Data for this exercise →
━━━━
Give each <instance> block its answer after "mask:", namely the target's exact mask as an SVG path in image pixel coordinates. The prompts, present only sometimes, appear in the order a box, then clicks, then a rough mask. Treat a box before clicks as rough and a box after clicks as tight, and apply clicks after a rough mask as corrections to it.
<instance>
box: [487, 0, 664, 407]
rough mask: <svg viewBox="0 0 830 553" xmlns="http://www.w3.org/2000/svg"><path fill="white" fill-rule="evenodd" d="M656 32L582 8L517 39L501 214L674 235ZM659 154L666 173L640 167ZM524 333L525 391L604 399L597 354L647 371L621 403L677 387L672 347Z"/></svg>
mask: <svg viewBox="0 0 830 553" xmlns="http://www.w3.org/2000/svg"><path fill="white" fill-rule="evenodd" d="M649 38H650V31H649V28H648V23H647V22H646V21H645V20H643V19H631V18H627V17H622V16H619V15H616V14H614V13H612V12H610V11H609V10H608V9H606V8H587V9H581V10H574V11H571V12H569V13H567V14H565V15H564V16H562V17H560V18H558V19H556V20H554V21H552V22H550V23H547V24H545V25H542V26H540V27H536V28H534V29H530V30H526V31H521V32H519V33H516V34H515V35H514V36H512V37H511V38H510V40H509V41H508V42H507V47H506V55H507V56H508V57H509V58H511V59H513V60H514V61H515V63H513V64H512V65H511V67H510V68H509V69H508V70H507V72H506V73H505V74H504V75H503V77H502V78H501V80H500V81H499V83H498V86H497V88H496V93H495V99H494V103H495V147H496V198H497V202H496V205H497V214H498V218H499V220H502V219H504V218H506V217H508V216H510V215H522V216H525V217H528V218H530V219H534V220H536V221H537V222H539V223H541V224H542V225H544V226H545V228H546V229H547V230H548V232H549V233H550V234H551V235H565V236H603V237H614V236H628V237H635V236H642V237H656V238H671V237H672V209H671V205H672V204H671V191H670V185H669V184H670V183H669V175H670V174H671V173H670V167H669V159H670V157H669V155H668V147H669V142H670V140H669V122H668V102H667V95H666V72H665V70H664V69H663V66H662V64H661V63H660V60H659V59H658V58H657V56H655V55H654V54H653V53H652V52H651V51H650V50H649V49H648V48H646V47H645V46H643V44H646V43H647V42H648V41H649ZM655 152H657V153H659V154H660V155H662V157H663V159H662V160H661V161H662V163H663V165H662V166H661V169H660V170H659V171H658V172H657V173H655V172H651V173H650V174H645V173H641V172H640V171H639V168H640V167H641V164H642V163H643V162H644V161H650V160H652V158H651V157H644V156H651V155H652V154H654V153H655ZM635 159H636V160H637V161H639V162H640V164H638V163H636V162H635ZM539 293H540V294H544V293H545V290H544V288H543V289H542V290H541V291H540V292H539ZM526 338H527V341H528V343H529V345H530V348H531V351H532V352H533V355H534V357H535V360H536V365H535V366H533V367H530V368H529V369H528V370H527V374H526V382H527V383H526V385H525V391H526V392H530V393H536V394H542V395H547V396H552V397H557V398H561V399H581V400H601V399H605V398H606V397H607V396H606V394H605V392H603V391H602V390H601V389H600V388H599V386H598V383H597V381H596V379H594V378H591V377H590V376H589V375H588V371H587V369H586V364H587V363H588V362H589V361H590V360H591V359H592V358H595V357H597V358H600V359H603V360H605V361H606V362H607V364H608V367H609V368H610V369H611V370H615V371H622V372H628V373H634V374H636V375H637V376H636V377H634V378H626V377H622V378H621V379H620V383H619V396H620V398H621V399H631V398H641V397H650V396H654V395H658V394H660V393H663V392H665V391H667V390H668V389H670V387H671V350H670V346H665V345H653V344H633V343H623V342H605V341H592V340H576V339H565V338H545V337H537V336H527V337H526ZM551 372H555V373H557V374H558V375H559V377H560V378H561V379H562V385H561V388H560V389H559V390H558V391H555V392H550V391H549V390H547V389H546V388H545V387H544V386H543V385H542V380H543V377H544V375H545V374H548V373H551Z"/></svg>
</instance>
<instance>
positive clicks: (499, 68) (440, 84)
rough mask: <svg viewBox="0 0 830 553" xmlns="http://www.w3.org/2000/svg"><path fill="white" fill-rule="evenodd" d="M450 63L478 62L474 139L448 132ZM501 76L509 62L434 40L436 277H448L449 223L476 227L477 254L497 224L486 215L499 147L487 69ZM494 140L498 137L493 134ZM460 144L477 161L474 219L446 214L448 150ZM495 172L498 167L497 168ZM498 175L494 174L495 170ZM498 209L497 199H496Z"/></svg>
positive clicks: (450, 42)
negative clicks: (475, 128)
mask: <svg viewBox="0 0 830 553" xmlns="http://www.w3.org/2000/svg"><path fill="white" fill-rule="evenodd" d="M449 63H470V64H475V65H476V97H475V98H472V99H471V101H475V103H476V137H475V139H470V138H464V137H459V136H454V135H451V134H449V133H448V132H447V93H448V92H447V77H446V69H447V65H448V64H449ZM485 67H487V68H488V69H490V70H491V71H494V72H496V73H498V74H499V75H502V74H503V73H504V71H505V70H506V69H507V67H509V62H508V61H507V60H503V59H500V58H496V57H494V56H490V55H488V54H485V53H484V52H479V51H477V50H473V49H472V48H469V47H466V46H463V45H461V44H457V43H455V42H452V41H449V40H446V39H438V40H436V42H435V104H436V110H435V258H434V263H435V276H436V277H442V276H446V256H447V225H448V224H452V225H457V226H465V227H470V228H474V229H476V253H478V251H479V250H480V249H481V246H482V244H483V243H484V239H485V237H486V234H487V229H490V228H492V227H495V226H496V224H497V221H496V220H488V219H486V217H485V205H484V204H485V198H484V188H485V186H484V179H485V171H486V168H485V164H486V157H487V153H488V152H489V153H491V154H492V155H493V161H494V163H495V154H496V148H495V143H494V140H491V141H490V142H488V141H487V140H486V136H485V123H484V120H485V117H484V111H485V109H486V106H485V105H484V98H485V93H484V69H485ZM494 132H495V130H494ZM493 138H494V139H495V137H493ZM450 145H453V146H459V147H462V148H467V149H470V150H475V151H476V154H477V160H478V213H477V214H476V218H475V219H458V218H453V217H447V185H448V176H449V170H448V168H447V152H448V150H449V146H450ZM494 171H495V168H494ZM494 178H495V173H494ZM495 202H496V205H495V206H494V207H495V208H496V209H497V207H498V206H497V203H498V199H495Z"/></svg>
━━━━
Prompt → The entries above should be set down again exactly as they appear.

Result →
Give each <instance> block its answer after "mask:", namely the target's exact mask as an SVG path in image pixel coordinates. The prompts, present only sometimes, appear in the order a box, then clicks, then a rough mask. Treat a box before clicks as rough and a box after clicks as tight, and apply clicks after a rough mask as corrections to it.
<instance>
box: [487, 0, 664, 407]
rough mask: <svg viewBox="0 0 830 553" xmlns="http://www.w3.org/2000/svg"><path fill="white" fill-rule="evenodd" d="M656 32L582 8L517 39L501 214L674 235ZM659 154L666 173L640 167ZM524 333L525 391L604 399L597 354L647 371L621 403L677 387L672 347Z"/></svg>
mask: <svg viewBox="0 0 830 553" xmlns="http://www.w3.org/2000/svg"><path fill="white" fill-rule="evenodd" d="M649 38H650V31H649V28H648V23H647V22H646V21H645V20H643V19H631V18H627V17H622V16H619V15H616V14H614V13H612V12H610V11H609V10H608V9H606V8H587V9H581V10H574V11H571V12H569V13H567V14H565V15H564V16H562V17H560V18H558V19H556V20H554V21H552V22H550V23H547V24H545V25H542V26H540V27H536V28H534V29H530V30H526V31H521V32H519V33H516V34H515V35H514V36H512V37H511V38H510V40H509V41H508V42H507V47H506V55H507V56H508V57H509V58H511V59H513V60H514V61H515V63H513V64H512V65H511V67H510V68H509V69H508V70H507V72H506V73H505V74H504V75H503V77H502V78H501V80H500V81H499V83H498V86H497V88H496V93H495V99H494V103H495V147H496V198H497V202H496V205H497V214H498V218H499V220H502V219H504V218H506V217H508V216H510V215H522V216H525V217H528V218H530V219H534V220H536V221H537V222H539V223H541V224H542V225H544V226H545V228H546V229H547V230H548V232H549V233H550V234H551V235H565V236H603V237H614V236H628V237H635V236H642V237H656V238H671V237H672V209H671V205H672V204H671V191H670V185H669V184H670V183H669V175H670V174H671V173H670V167H669V159H670V157H669V155H668V147H669V142H670V140H669V122H668V102H667V95H666V72H665V70H664V69H663V66H662V64H661V63H660V60H659V59H658V58H657V56H655V55H654V54H653V53H652V52H651V51H650V50H649V49H648V48H646V47H645V46H643V44H646V43H647V42H648V41H649ZM655 152H657V153H659V154H660V155H662V157H663V159H662V160H661V161H662V163H663V165H662V166H661V169H660V170H659V171H658V172H657V173H655V172H651V173H650V174H645V173H641V172H640V171H639V168H640V167H641V164H642V163H643V162H644V161H650V160H652V158H651V157H644V156H651V155H652V154H654V153H655ZM635 159H636V160H637V161H639V162H640V164H638V163H636V162H635ZM539 293H540V294H544V293H545V290H544V288H543V289H542V290H541V291H540V292H539ZM526 338H527V341H528V343H529V345H530V348H531V351H532V352H533V355H534V357H535V360H536V365H535V366H533V367H530V368H529V369H528V370H527V374H526V382H527V383H526V385H525V391H526V392H530V393H536V394H542V395H547V396H552V397H557V398H561V399H581V400H601V399H605V398H606V397H607V396H606V394H605V392H603V391H602V390H601V389H600V388H599V386H598V383H597V381H596V379H594V378H591V377H590V376H589V375H588V371H587V369H586V364H587V363H588V362H589V361H590V360H591V359H592V358H595V357H597V358H600V359H603V360H605V361H606V362H607V364H608V367H609V368H610V369H611V370H615V371H622V372H628V373H634V374H636V375H637V376H636V377H634V378H626V377H622V378H621V379H620V383H619V396H620V398H621V399H631V398H641V397H650V396H654V395H658V394H660V393H663V392H665V391H667V390H668V389H670V387H671V350H670V346H665V345H653V344H633V343H623V342H605V341H592V340H576V339H565V338H545V337H537V336H527V337H526ZM551 372H555V373H557V374H558V375H559V377H560V378H561V379H562V385H561V388H560V389H559V390H558V391H555V392H550V391H549V390H547V389H546V388H545V387H544V386H543V385H542V380H543V377H544V375H545V374H548V373H551Z"/></svg>
</instance>
<instance>
positive clicks: (499, 68) (440, 84)
rough mask: <svg viewBox="0 0 830 553" xmlns="http://www.w3.org/2000/svg"><path fill="white" fill-rule="evenodd" d="M450 63L478 62L474 139L448 132ZM501 76L509 62L434 40L436 277H448L449 223L476 227L477 254L497 224L486 215L499 147L487 69ZM494 140L498 137L493 134ZM460 144L477 161L474 219L446 214L448 150ZM495 172L498 167L497 168ZM498 175L494 174L495 170ZM498 209L497 199H496Z"/></svg>
positive clicks: (450, 42)
negative clicks: (475, 128)
mask: <svg viewBox="0 0 830 553" xmlns="http://www.w3.org/2000/svg"><path fill="white" fill-rule="evenodd" d="M449 63H470V64H475V65H476V97H475V98H472V99H471V101H475V103H476V137H475V139H470V138H464V137H459V136H454V135H451V134H449V133H448V132H447V93H448V92H447V77H446V69H447V65H448V64H449ZM485 67H487V68H488V69H490V70H491V71H494V72H496V73H498V74H499V75H502V74H503V73H504V71H505V70H506V69H507V67H509V62H508V61H507V60H503V59H500V58H496V57H494V56H490V55H488V54H485V53H484V52H479V51H477V50H473V49H472V48H469V47H466V46H463V45H461V44H457V43H455V42H452V41H449V40H446V39H438V40H436V42H435V104H436V110H435V258H434V263H435V276H436V277H442V276H446V256H447V225H448V224H452V225H457V226H465V227H470V228H474V229H476V253H478V251H479V250H480V249H481V246H482V244H483V243H484V239H485V237H486V234H487V229H490V228H492V227H495V226H496V224H497V221H496V220H488V219H486V217H485V205H484V204H485V198H484V188H485V186H484V179H485V171H486V168H485V164H486V157H487V153H488V152H489V153H491V154H492V155H493V161H494V163H495V154H496V148H495V143H494V140H491V141H490V142H488V141H487V140H486V136H485V123H484V120H485V117H484V111H485V109H486V106H485V105H484V98H485V93H484V69H485ZM494 132H495V130H494ZM493 138H494V139H495V137H493ZM450 145H453V146H459V147H462V148H467V149H470V150H475V151H476V154H477V160H478V213H477V214H476V218H475V219H458V218H453V217H447V185H448V176H449V170H448V168H447V152H448V150H449V146H450ZM494 171H495V168H494ZM494 178H495V173H494ZM495 202H496V205H495V206H494V207H495V208H496V209H497V207H498V206H497V203H498V199H495Z"/></svg>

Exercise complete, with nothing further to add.